───── Provided passage ─────
Jourdan Cambridge, Health & Safety Advisor, Apollo Projects
Jourdan began her health & safety journey over 10 years ago in the construction sector, where she was fortunate to work with incredible people managing major projects and later areas of the EQ response. Her passion was ignited as a result, which has seen her work across civil & infrastructure, residential and now the commercial sector. Her current role is Health & Safety advisor at Apollo projects, which she absolutely loves!
Q1: What is your background, and how did you get started in Health and Safety?
My H&S construction journey began here in Canterbury, just over a decade ago. I was fortunate to work alongside some incredible minds at Downer, who were managing Major Projects and later, areas of the EQ response. It was during this time that my passion for the industry developed; The Canterbury rebuilds (post-quake) rapidly changed our approach to Health and Safety at Work and highlighted the level of support required to better educate the wider community. I transitioned from civil & infrastructure into a residential role early on, to support this need. I thoroughly enjoyed the pace, site interactions, and opportunity to advocate for diverse working groups. Eventually, an appreciation (and curiosity) for complex, large scale projects evolved – At present, I find myself in the commercial sector, predominantly working on recreational facilities, food, beverage, processing & plant operations – and I absolutely love it!
Q2: How has your health and safety journey progressed?
Historically, I have recognised and valued the need for a systematic approach to Health and Safety. My beliefs around that are evolving. In recent years, my comprehension of people-based safety has deepened – understanding morals and behaviour in conjunction with obligation is incredibly important. Documented “How’s and Why’s” (etc), although integral to a business, do not tend to drive safety performance on site. What drives people, is what matters to them, ethically and morally. Understanding this allows us to better engage with Workers at a personal level, subsequently supporting positive outcomes for wider groups, businesses, and communities.
───── Recorded information ─────
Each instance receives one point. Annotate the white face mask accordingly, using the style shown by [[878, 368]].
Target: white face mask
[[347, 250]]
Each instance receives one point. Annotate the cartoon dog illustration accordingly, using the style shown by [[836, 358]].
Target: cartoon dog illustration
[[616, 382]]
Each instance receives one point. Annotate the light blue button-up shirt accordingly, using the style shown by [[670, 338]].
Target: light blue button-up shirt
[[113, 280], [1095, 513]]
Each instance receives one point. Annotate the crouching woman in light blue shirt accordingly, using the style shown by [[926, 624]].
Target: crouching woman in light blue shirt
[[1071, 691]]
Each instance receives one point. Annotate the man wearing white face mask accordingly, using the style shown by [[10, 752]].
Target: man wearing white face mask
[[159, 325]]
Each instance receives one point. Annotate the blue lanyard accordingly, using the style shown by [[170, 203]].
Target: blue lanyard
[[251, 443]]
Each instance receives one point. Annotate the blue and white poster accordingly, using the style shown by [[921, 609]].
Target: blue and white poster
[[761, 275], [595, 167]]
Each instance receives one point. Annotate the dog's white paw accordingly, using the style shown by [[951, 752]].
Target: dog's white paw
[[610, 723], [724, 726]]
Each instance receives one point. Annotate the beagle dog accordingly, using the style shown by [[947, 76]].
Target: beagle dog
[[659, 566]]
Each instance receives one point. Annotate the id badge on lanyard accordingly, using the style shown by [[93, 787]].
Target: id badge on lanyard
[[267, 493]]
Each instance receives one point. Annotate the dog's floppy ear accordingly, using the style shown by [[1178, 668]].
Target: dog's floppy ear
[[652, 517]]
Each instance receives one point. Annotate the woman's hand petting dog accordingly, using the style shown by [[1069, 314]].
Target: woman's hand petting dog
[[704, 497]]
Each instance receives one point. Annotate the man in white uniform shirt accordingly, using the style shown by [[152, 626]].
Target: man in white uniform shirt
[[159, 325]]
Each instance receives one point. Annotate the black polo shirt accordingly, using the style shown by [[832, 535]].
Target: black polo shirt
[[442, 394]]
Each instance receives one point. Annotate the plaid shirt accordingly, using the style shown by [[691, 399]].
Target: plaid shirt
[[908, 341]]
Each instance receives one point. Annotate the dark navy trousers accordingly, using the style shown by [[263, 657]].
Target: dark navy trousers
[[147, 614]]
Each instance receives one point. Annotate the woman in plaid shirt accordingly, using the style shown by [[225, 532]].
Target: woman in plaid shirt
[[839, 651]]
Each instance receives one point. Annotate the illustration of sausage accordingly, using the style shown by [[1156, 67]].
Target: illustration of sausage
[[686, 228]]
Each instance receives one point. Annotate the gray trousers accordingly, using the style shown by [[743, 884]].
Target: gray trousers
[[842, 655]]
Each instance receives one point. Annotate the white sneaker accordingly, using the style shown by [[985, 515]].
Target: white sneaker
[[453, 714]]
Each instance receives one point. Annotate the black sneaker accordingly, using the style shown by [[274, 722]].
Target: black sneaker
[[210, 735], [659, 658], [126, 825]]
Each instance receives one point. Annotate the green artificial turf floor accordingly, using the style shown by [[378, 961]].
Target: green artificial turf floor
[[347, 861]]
─────
> [Exercise instructions]:
#1 Answer these from the Apollo Projects advisor profile:
(a) At which company did she work alongside people managing Major Projects and areas of the EQ response?
(b) What kinds of work does she mainly do in the commercial sector?
(c) According to her answer on how her journey has progressed, what drives people?
#2 Proceed with the Apollo Projects advisor profile from the point where it stops.
The records have no role in any of this.

> [Results in order]:
#1
(a) Downer
(b) Recreational facilities, food, beverage, processing and plant operations
(c) What matters to them, ethically and morally

#2
Q3: Were there any specific people who helped you on your journey?
Gosh, where do I begin?! I have been luckily enough to have met and worked with so many influential people along the way – many of which, I still look up to, and keep in touch with today! One thing I appreciate about our industry is the ongoing encouragement you get from others – there has always been support (both internally and externally) to excel, persevere, share, and adapt in changing times. I am hopeful that I’ve been able to return the favour every now and then!
Q4: How has health and safety changed over the last few years?
We work in such an adaptive environment! It’s important to keep up. I feel practice revisions, behavioural safety, and technological advances (to name a few) have come a long way. We are experiencing higher percentages of working groups raising concerns and wanting to problem solve collaboratively, which is fantastic. Witnessing how technology supports H&S at Work has also been interesting; Work groups are becoming comfortable with using technology on site and we are exploring these advantages a lot more with Preconstruction safety methods also. It’s an exciting road ahead.
Q5: What are the biggest challenges you face now?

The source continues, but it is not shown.